*Task to carry out*:
Gather every line of the material below that contains the word "foliage", and copy each one out in full.

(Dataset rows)
□ □ □ □ □

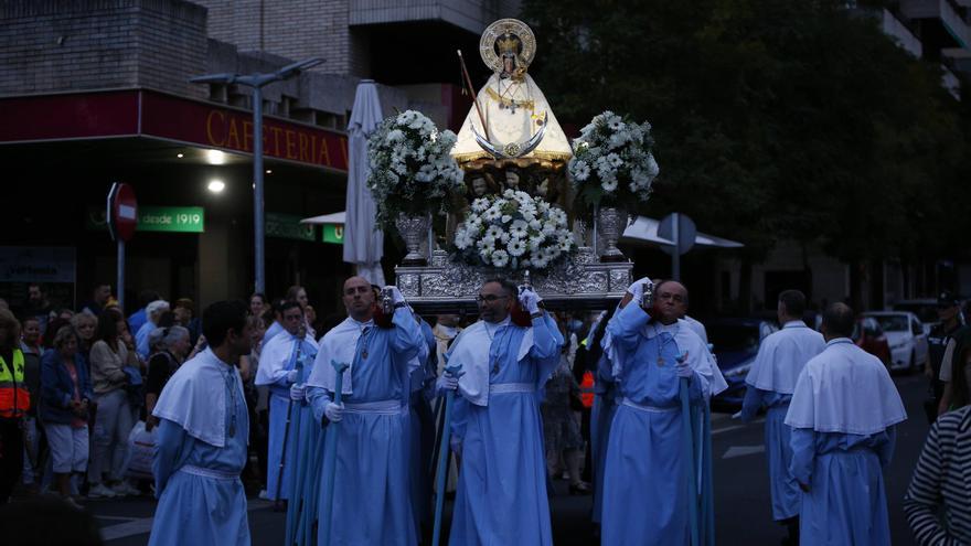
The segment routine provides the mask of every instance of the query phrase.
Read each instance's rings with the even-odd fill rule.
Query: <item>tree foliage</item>
[[[744,242],[820,243],[850,263],[959,256],[969,116],[940,65],[829,0],[526,0],[532,68],[561,119],[653,125],[643,212]],[[952,240],[957,239],[957,240]]]

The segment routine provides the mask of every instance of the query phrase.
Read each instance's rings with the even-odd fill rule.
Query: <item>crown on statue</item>
[[[505,33],[499,36],[499,40],[495,41],[495,45],[499,46],[499,54],[517,54],[520,52],[520,46],[522,46],[522,40],[520,36],[515,34]]]

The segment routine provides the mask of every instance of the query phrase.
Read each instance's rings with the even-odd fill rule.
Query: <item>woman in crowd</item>
[[[307,333],[310,334],[314,340],[317,339],[317,330],[313,329],[313,323],[309,320],[307,315],[307,308],[310,307],[310,299],[307,297],[307,290],[298,285],[294,285],[287,289],[287,301],[296,301],[300,303],[300,309],[303,310],[303,326],[307,329]],[[314,320],[317,319],[317,312],[313,312]]]
[[[23,354],[42,355],[44,347],[41,346],[41,320],[36,317],[25,317],[20,325],[23,330],[20,350],[23,351]]]
[[[118,312],[106,311],[98,318],[97,341],[90,351],[92,383],[98,405],[88,471],[90,497],[138,494],[138,490],[121,481],[128,433],[135,426],[135,411],[126,389],[129,376],[122,368],[139,367],[127,332],[125,318]],[[103,483],[106,477],[114,489]]]
[[[162,394],[169,377],[185,362],[192,347],[189,329],[184,326],[157,328],[149,334],[149,345],[153,345],[154,354],[148,361],[148,379],[145,387],[145,406],[147,418],[146,430],[156,427],[158,418],[151,415],[159,395]]]
[[[269,309],[269,304],[266,301],[266,295],[253,292],[253,296],[249,297],[249,314],[260,317],[267,309]]]
[[[243,469],[243,474],[249,477],[250,484],[254,482],[256,483],[256,485],[250,485],[250,489],[257,492],[265,486],[266,482],[265,477],[262,475],[262,472],[259,471],[259,469],[266,468],[267,461],[266,424],[264,422],[266,419],[260,420],[260,411],[263,411],[265,417],[268,387],[257,387],[254,379],[256,379],[256,368],[259,364],[259,350],[263,347],[263,335],[266,333],[267,315],[271,318],[273,311],[264,311],[262,315],[250,314],[247,318],[249,322],[249,331],[252,333],[249,340],[249,346],[252,349],[249,354],[239,357],[239,376],[243,378],[243,394],[246,398],[246,406],[249,411],[249,447],[256,450],[256,456],[259,460],[259,467],[257,468],[247,459],[246,468]]]
[[[8,309],[0,310],[0,376],[7,383],[0,396],[0,505],[7,504],[23,470],[24,410],[31,405],[24,388],[20,322]]]
[[[959,356],[953,365],[958,367],[960,362],[962,370],[953,377],[964,378],[964,371],[971,368],[971,347]],[[956,388],[956,403],[961,404],[958,396],[965,393]],[[971,544],[971,406],[958,407],[931,426],[904,497],[907,522],[920,546]]]
[[[77,332],[77,352],[84,356],[85,362],[90,357],[90,347],[95,342],[95,330],[98,328],[98,318],[94,314],[77,313],[71,318],[71,325]],[[56,331],[54,332],[56,333]]]
[[[561,332],[567,334],[562,321],[559,326]],[[579,385],[573,375],[577,338],[576,334],[570,333],[568,336],[564,335],[564,339],[569,340],[569,343],[563,346],[559,365],[546,383],[546,399],[540,406],[545,437],[546,471],[551,477],[556,475],[561,461],[564,461],[569,475],[570,494],[588,495],[591,492],[590,486],[580,479],[584,438],[573,402],[579,399]]]
[[[41,417],[53,459],[54,484],[74,507],[81,506],[71,496],[71,477],[87,469],[87,418],[94,398],[82,358],[77,333],[72,326],[61,326],[54,335],[54,350],[41,360]]]

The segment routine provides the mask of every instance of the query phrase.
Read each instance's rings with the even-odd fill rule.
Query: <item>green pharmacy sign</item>
[[[202,233],[205,211],[201,206],[139,206],[139,232]]]
[[[103,231],[105,210],[90,206],[85,217],[88,229]],[[205,231],[205,210],[201,206],[139,206],[137,232],[203,233]]]
[[[300,216],[266,213],[266,236],[313,242],[313,225],[301,224]]]
[[[324,243],[332,243],[334,245],[343,245],[344,244],[344,225],[343,224],[323,224],[321,226],[322,238],[320,240]]]

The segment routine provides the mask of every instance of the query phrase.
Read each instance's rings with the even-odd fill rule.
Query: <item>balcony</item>
[[[476,0],[351,0],[351,26],[442,21],[479,34],[503,17],[515,17],[520,2]]]
[[[951,0],[956,1],[957,0]],[[971,28],[961,19],[949,0],[900,0],[900,12],[907,19],[939,22],[946,33],[942,47],[968,47]],[[971,3],[964,0],[961,4]],[[926,42],[926,40],[925,40]],[[949,43],[948,43],[949,42]]]

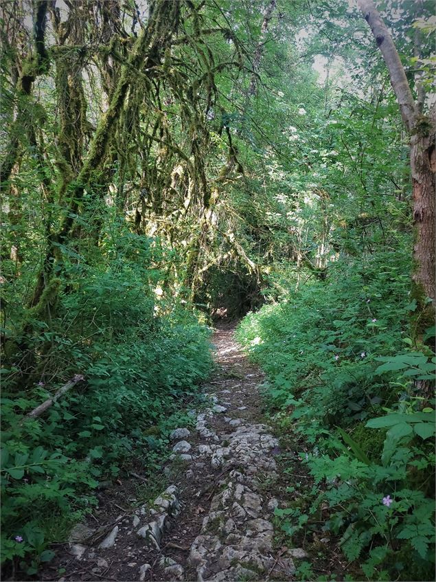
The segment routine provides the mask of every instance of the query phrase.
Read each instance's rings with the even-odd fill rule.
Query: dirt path
[[[172,484],[134,512],[115,504],[123,511],[102,530],[76,528],[54,565],[66,570],[61,581],[292,579],[302,550],[275,543],[279,443],[262,422],[262,375],[233,331],[222,324],[214,335],[218,369],[204,386],[210,404],[196,413],[195,429],[172,434]]]

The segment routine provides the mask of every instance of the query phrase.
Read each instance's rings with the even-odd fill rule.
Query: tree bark
[[[268,32],[269,21],[273,16],[273,12],[274,12],[277,0],[270,0],[269,4],[264,12],[264,20],[262,23],[262,28],[260,29],[260,38],[257,43],[257,46],[256,47],[256,50],[254,54],[254,58],[253,60],[253,72],[251,75],[251,78],[250,79],[250,86],[249,87],[249,95],[250,96],[253,96],[256,92],[256,79],[257,78],[257,73],[259,70],[259,66],[264,53],[264,45],[265,43],[266,33]]]
[[[418,309],[424,309],[425,298],[435,299],[435,115],[423,115],[423,96],[418,91],[415,103],[404,69],[389,32],[372,0],[358,0],[365,19],[387,67],[391,84],[411,138],[411,170],[413,193],[414,295]],[[433,311],[434,313],[434,311]]]

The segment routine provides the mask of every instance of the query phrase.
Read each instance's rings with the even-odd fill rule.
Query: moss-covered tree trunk
[[[413,192],[413,222],[415,240],[413,247],[415,270],[413,294],[422,313],[429,309],[426,298],[435,299],[435,107],[429,115],[421,109],[422,96],[418,91],[415,103],[402,63],[389,32],[372,0],[358,0],[386,63],[391,84],[400,105],[401,115],[411,139],[411,170]],[[428,320],[426,315],[422,320]],[[431,317],[433,320],[433,315]]]

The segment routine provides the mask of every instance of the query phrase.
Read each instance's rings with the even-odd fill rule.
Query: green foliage
[[[122,225],[117,235],[116,243],[103,240],[91,264],[65,254],[56,317],[49,326],[32,315],[27,350],[41,355],[33,385],[17,389],[22,355],[3,361],[2,561],[24,559],[28,574],[50,558],[47,545],[92,510],[99,481],[133,460],[150,471],[159,467],[169,432],[182,418],[178,411],[211,368],[207,328],[154,292],[165,279],[153,265],[159,241]],[[62,378],[78,373],[84,382],[43,416],[23,420]]]
[[[312,504],[276,510],[285,534],[316,530],[322,506],[324,535],[362,576],[430,580],[435,411],[422,391],[435,359],[404,337],[407,266],[386,258],[348,259],[329,267],[325,282],[288,285],[283,302],[246,316],[238,337],[267,372],[271,412],[313,446],[301,454]]]

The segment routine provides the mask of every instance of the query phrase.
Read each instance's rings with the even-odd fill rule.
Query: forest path
[[[292,557],[305,552],[275,541],[280,450],[262,422],[263,375],[236,344],[234,324],[220,324],[213,343],[208,407],[196,412],[194,430],[172,434],[174,458],[165,468],[172,484],[136,511],[112,521],[106,514],[106,528],[85,530],[84,539],[79,528],[56,559],[66,570],[61,581],[292,579]]]

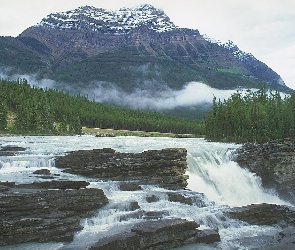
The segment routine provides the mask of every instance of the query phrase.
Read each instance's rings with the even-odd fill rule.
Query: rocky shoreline
[[[277,148],[278,145],[281,145],[279,148],[283,151]],[[284,143],[268,144],[260,145],[257,150],[256,145],[245,145],[238,149],[236,160],[242,165],[244,163],[244,166],[251,166],[252,171],[259,169],[255,160],[261,163],[266,159],[273,164],[277,161],[279,166],[289,166],[294,155],[291,146]],[[266,150],[269,148],[270,155]],[[11,149],[13,154],[18,150],[17,147]],[[11,155],[9,149],[4,152]],[[254,156],[255,153],[257,155]],[[118,153],[113,149],[79,150],[57,157],[56,167],[100,181],[118,181],[122,191],[138,191],[142,189],[142,185],[157,185],[167,189],[170,202],[206,207],[208,204],[204,194],[186,189],[186,154],[186,150],[181,148],[149,150],[140,154]],[[266,172],[264,169],[257,173],[266,176]],[[283,178],[284,172],[271,173],[274,177],[267,175],[264,183],[272,184],[273,180],[284,180],[290,184],[288,178]],[[81,219],[93,216],[109,202],[102,189],[89,188],[90,183],[87,181],[56,180],[56,176],[46,168],[36,170],[34,174],[49,180],[18,185],[14,182],[0,182],[0,246],[31,241],[71,242],[75,232],[83,229]],[[147,195],[145,199],[148,203],[159,201],[159,197],[153,194]],[[143,221],[119,234],[98,240],[90,249],[171,249],[186,244],[211,244],[221,240],[218,229],[200,230],[200,225],[195,221],[167,218],[163,212],[158,211],[144,211],[136,201],[130,204],[130,209]],[[277,235],[259,239],[262,242],[259,249],[293,249],[295,246],[293,207],[255,204],[229,208],[224,216],[252,225],[280,227]]]
[[[141,190],[144,184],[159,185],[173,190],[167,193],[169,201],[205,206],[203,194],[184,190],[185,149],[150,150],[141,154],[117,153],[113,149],[80,150],[57,157],[56,167],[99,180],[120,180],[122,191]],[[44,179],[54,178],[48,169],[36,170],[34,174]],[[0,246],[30,241],[72,241],[74,233],[83,228],[80,220],[93,216],[108,203],[103,190],[87,188],[88,185],[86,181],[69,180],[19,185],[1,182]],[[149,203],[159,200],[154,195],[146,199]],[[199,230],[194,221],[164,218],[163,213],[142,210],[137,202],[130,204],[130,209],[144,218],[144,222],[101,239],[91,249],[171,249],[220,241],[216,229]]]
[[[258,175],[265,188],[275,189],[295,205],[295,146],[291,139],[245,144],[236,151],[235,161]]]
[[[168,189],[183,189],[188,176],[186,149],[168,148],[142,153],[119,153],[111,148],[79,150],[57,157],[65,172],[104,179],[135,181]]]

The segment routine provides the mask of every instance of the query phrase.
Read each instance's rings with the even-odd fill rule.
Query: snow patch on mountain
[[[256,58],[251,53],[247,53],[247,52],[240,50],[239,47],[230,40],[228,40],[227,42],[221,42],[220,40],[215,40],[213,38],[210,38],[206,34],[202,35],[202,36],[206,41],[208,41],[210,43],[218,44],[219,46],[228,49],[229,51],[232,52],[234,57],[240,61],[248,61],[250,59],[256,60]]]
[[[89,29],[105,34],[126,34],[134,28],[147,26],[156,32],[177,29],[164,13],[150,4],[117,11],[83,6],[75,10],[49,14],[37,26],[53,29]]]

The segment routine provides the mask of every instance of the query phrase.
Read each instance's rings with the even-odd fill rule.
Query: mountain
[[[201,81],[219,89],[265,83],[290,91],[276,72],[232,42],[177,27],[149,4],[53,13],[16,38],[1,37],[0,52],[3,68],[38,73],[78,90],[95,82],[126,92],[180,90]]]

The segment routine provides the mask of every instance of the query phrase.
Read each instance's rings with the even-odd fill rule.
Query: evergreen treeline
[[[0,80],[0,131],[16,134],[80,134],[81,127],[204,134],[204,124],[153,111],[89,101],[25,79]]]
[[[213,99],[206,121],[208,139],[234,142],[266,142],[295,139],[295,92],[282,98],[265,87],[237,91],[221,102]]]

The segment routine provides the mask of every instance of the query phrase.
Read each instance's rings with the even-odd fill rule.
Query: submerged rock
[[[282,228],[277,235],[270,237],[257,250],[295,249],[294,207],[265,203],[252,204],[233,208],[229,216],[252,225],[277,225]]]
[[[191,243],[220,241],[218,232],[203,232],[199,225],[185,219],[162,219],[138,223],[131,230],[106,237],[93,245],[91,250],[171,249]]]
[[[50,175],[50,170],[46,168],[38,169],[33,174]]]
[[[245,144],[236,151],[236,162],[261,177],[266,188],[295,204],[295,146],[291,139]]]
[[[187,186],[186,149],[148,150],[142,153],[119,153],[115,150],[79,150],[56,158],[55,166],[65,172],[92,178],[136,180],[168,189]]]
[[[295,226],[295,208],[276,204],[252,204],[233,208],[229,215],[253,225]]]
[[[30,189],[80,189],[85,188],[90,183],[87,181],[43,181],[33,182],[28,184],[15,185],[15,188],[30,188]]]
[[[71,241],[80,219],[107,202],[101,189],[0,193],[0,246]]]

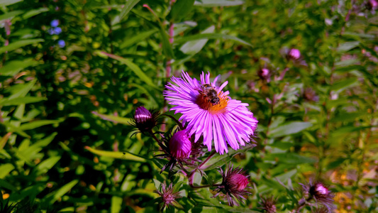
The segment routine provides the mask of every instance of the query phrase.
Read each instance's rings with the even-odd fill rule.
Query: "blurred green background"
[[[336,212],[377,211],[378,16],[369,2],[0,1],[1,203],[158,211],[153,190],[167,174],[138,157],[158,146],[130,138],[128,121],[137,106],[166,111],[164,85],[184,70],[222,75],[259,120],[257,146],[232,160],[253,194],[233,209],[262,212],[260,197],[274,195],[287,212],[299,183],[317,178],[335,192]],[[199,200],[180,190],[186,212],[230,210],[211,190]]]

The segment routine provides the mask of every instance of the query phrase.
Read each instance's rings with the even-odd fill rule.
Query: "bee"
[[[215,83],[215,88],[219,87],[221,81],[221,75],[218,75],[216,79],[216,81]],[[216,89],[213,86],[211,86],[211,84],[204,84],[201,85],[201,87],[202,89],[202,91],[200,91],[200,92],[203,94],[209,99],[209,101],[211,104],[213,104],[213,105],[216,105],[219,103],[219,97],[218,97],[218,92],[216,92]]]

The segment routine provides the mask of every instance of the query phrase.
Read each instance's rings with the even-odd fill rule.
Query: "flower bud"
[[[228,184],[233,190],[243,190],[248,183],[248,178],[242,174],[232,174],[228,180]]]
[[[169,151],[177,159],[189,158],[191,153],[191,142],[187,131],[179,131],[173,134],[169,140]]]
[[[133,125],[140,132],[148,132],[156,125],[157,115],[158,113],[152,114],[144,106],[138,106],[135,109]]]
[[[378,9],[378,1],[377,0],[369,0],[366,4],[366,7],[368,10],[375,11]]]
[[[270,82],[270,70],[267,68],[262,68],[257,72],[257,75],[260,79],[267,80],[267,82]]]
[[[301,52],[297,49],[290,49],[288,53],[289,59],[298,60],[301,57]]]

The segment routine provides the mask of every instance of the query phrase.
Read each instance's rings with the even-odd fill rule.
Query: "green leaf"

□ □ □ □ □

*Output for this exercise*:
Query: <item>tree foliage</item>
Query: green foliage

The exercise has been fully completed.